[DATASET EXTRACT — start]

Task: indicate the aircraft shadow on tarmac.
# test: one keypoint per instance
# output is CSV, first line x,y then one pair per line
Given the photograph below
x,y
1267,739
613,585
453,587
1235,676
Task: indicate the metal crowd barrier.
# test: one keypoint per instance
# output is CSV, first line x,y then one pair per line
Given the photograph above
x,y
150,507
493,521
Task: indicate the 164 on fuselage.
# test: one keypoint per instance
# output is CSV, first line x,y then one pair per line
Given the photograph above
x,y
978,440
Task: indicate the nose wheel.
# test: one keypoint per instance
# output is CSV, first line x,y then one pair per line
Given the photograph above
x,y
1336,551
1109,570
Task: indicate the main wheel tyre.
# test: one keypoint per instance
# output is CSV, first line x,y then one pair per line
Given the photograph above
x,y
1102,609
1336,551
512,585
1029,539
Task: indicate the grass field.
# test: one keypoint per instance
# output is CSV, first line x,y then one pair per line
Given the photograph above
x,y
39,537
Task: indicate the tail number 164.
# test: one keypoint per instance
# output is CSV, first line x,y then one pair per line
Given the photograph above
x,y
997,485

[DATASET EXTRACT — finish]

• [WHAT IS REQUIRED]:
Please print each entry once more, exactly as it reads.

• [REPLY]:
Task: indicate the aircraft shadow on tarmac.
# test: one keypoint per instance
# output is CSV, first line x,y then one pair per line
Given the photograph below
x,y
1267,739
613,585
453,587
1235,676
Task: indicate the metal crowd barrier.
# test: one keypoint per instance
# output is CSV, first line x,y then one pair per line
Given the photograph above
x,y
150,507
493,521
Task: indicate the 164 on fuselage.
# test: one keypoint per instance
# output is CSV, first line x,y then one pair per line
Given the photograph above
x,y
978,440
Task: indicate the nose wheel.
# test: one keypoint per instance
# output is CSV, first line x,y then one pair per line
Given the photograph above
x,y
1336,551
1109,570
Task: indicate the main wheel tyre.
# test: one keypoint per instance
# output is CSV, first line x,y then one pair per line
Given the photograph above
x,y
1102,609
1336,551
512,585
1029,539
Task: indicate the grass field.
# test: one keypoint per instance
# output is CSV, first line x,y then one pair per line
Given the photograph above
x,y
39,537
Task: indicate the tail number 164.
# test: one keypoint per instance
# output is CSV, first line x,y then one pair per line
Given the photograph above
x,y
997,485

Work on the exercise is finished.